Start of Document text
Nobody outside of Google actually knows exactly how their algorithms operate (and probably very few within Google know everything). It’s a closely guarded secret. But through years of experimentation, the SEO community have developed an understanding of how search works.
I believe the process is similar to this:
1 - Query interpretation
Google will look at the search query and try to interpret what the searcher wants. They will consider factors such as:
- What device is the searcher using?
- What location is the searcher in?
- What sort of results is the searcher expecting (e.g, shopping or news)
This is where a factor called Rankbrain probably comes in. Rankbrain is a bit of an enigma because nobody outside of Google truly knows what it is and how it works. What we do know, is that it’s an important function in their query processing mechanism.
With the huge growth in mobile voice search, people use natural conversational language when searching. 15% of searches on Google are new search queries that Google has never seen before. Rankbrain is believed to be a machine learning algorithm that uses historical search data to predict what the user-intent behind a new search query might be.
Rankbrain probably attempts to understand the true intent behind an ambiguous query (explicit and implicit).
2 - Retrieval
Once the query has been processed the algorithm will search Google’s index and retrieve matching pages. Imagine the index as Google’s huge database of the internet. It contains billions of pages that they’ve discovered through crawling.
The index is split into thousands of shards. Each shard is a partition of the total index and contains millions of webpages. Sharding their index allows Google to return search results faster. This is because each shard can be searched simultaneously which is faster than searching the entire index in one go.
3 - Scoring
At this point, the query has been processed and Google has retrieved any pages from their index that are a match. Now they score those pages to determine the ranking order.
The actual signals that Google use to determine the rankings are probably the most closely guarded part of the search process. The aim of the scoring process is to calculate the relevance and quality of the page in relation to the user’s query.
Google will look at the content on the page and score it depending on how well it satisfies the needs of the searcher.
- Are appropriate words and phrases included in a natural format?
- Does the page reference related terms and synonyms?
- How well is the page designed?
- If the search is on a mobile, is the page optimised for smartphones?
- Does the page load promptly for visitors?
- How many other trusted websites link to this page?
- They may have historical data on how users have engaged with the page in the past
These are just some examples that simplify a hugely complex process.
Each matched page will receive an overall score and that decides the initial ranking.
4 - Ranking Adjustments
Before actually presenting the searcher with the set of results, some final adjustments will be made. Google have spam filters that check whether any of the results are over-optimised or have characteristics associated with spam.
If there are multiple results from the same website they may cluster these into a single result with sub-links (known as sitelinks).
In some cases, they may highlight certain pages at the top of the page as a featured snippet. These are pages that Google thinks may strongly align with the intent of the searcher.
The Stages of a Google Search
Accessibility / Indexation
The most important (and basic) SEO consideration is making sure that search engines can access your website. If a search engine is stopped from visiting your site then they cannot discover your content. If they’re not aware your content exists then it will never rank on their search engine.
This discovery process is called ‘crawling’. Search engines will send bots (or crawlers as they’re known) to your website. These bots will crawl the content on your pages and follow any hyperlinks on your pages to discover more content.
Following this crawling process, they may add your URLs to their index. This is where elements of technical SEO come to play. There are various conditions that can affect how search engines crawl and index your content.
This is very important.
End of Document text
Start of Listed entries
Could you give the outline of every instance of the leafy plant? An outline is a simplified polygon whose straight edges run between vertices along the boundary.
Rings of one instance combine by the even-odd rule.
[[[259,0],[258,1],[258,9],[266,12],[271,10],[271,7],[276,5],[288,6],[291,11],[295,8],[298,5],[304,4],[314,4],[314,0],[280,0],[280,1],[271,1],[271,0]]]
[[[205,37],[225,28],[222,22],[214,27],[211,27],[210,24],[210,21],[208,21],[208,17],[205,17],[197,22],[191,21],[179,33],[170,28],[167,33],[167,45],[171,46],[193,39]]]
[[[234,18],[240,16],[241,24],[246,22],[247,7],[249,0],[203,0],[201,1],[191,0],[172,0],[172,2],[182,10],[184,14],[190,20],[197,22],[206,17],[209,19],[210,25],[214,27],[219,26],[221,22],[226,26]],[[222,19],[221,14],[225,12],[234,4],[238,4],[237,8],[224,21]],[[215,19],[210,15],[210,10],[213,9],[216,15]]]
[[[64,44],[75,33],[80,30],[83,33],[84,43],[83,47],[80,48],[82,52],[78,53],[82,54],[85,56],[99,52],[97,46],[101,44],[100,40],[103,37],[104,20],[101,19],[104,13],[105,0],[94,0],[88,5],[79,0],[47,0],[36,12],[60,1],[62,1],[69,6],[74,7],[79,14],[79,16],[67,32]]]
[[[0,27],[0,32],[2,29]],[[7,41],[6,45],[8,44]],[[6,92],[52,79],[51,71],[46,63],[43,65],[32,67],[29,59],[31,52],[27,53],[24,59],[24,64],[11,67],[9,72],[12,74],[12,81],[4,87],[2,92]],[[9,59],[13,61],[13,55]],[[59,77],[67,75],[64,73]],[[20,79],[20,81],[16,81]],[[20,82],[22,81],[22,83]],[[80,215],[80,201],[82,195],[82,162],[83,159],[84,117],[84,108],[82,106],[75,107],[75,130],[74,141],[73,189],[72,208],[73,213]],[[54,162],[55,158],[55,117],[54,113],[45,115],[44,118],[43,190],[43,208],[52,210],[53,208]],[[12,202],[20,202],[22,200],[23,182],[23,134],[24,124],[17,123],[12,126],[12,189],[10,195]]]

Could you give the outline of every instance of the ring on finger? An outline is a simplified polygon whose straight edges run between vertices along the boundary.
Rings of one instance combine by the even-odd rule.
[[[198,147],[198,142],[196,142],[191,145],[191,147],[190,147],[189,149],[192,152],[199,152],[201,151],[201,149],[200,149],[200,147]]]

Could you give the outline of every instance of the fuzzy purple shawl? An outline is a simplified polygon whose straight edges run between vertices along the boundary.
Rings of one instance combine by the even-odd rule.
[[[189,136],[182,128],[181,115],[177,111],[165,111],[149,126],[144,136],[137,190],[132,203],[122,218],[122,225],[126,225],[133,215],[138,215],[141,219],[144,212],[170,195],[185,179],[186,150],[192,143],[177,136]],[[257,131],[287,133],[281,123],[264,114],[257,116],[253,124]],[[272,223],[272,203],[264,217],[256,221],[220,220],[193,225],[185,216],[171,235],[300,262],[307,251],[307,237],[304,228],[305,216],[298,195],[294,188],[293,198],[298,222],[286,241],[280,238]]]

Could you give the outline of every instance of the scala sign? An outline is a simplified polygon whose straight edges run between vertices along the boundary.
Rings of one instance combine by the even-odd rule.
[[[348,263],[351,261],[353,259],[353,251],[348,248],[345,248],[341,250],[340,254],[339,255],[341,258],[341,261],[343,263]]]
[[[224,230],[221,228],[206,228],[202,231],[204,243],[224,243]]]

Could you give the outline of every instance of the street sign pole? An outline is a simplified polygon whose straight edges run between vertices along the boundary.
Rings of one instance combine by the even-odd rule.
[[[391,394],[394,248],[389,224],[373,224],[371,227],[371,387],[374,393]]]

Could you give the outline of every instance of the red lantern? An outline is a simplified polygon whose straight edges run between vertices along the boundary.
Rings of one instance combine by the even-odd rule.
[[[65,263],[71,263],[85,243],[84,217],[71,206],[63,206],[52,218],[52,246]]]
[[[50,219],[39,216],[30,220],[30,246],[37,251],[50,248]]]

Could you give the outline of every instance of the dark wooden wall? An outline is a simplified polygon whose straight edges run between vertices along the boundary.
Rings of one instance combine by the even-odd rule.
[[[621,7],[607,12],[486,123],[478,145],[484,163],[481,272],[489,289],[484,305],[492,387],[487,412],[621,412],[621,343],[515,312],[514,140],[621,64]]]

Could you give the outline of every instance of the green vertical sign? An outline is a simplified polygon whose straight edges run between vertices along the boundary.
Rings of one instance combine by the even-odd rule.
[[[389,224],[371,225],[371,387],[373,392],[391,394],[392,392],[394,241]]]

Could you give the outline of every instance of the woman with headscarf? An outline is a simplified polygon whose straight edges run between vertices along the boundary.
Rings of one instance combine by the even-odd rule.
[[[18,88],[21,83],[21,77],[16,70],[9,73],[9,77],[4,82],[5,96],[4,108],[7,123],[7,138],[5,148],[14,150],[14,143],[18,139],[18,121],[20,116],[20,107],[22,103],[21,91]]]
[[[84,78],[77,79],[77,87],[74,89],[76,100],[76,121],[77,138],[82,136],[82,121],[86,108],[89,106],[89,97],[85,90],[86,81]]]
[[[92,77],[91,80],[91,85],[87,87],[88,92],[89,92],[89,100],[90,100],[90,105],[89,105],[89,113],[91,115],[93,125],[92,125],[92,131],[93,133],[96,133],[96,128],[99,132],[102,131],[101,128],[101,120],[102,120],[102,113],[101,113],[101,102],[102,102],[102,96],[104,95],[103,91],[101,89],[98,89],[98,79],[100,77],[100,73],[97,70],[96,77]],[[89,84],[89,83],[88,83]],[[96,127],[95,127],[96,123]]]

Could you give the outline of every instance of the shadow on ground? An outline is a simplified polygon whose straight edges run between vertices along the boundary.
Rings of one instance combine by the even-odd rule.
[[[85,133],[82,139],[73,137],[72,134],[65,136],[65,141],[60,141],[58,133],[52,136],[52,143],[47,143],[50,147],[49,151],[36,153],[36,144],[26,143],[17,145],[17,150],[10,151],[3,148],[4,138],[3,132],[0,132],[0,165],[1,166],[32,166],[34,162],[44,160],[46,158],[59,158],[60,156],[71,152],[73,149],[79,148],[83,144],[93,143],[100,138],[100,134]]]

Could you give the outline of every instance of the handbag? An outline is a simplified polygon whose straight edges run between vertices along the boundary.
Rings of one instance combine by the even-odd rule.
End of Listed entries
■ **Actions to take**:
1. Decide whether each statement agrees with the Google search text. Answer yes or no, quoting the words of the text that decide it.
(a) Google's index is divided into thousands of shards.
(b) A quarter of searches on Google are queries Google has never seen before.
(c) Sitelinks are pages that Google highlights at the top of the page as a featured snippet.
2. Using the Google search text, answer these questions.
(a) What is the process of search engines discovering content by sending bots to a website called?
(b) What do Google's spam filters check the results for?
(c) Why does sharding the index let Google return search results faster?

■ **Solutions for each task**:
1.
(a) Yes: "The index is split into thousands of shards."
(b) No: "15% of searches on Google are new search queries that Google has never seen before."
(c) No: "If there are multiple results from the same website they may cluster these into a single result with sub-links (known as sitelinks)."

2.
(a) Crawling.
(b) They check whether any of the results are over-optimized or have characteristics associated with spam.
(c) Each shard can be searched at the same time, which is faster than searching the entire index in one go.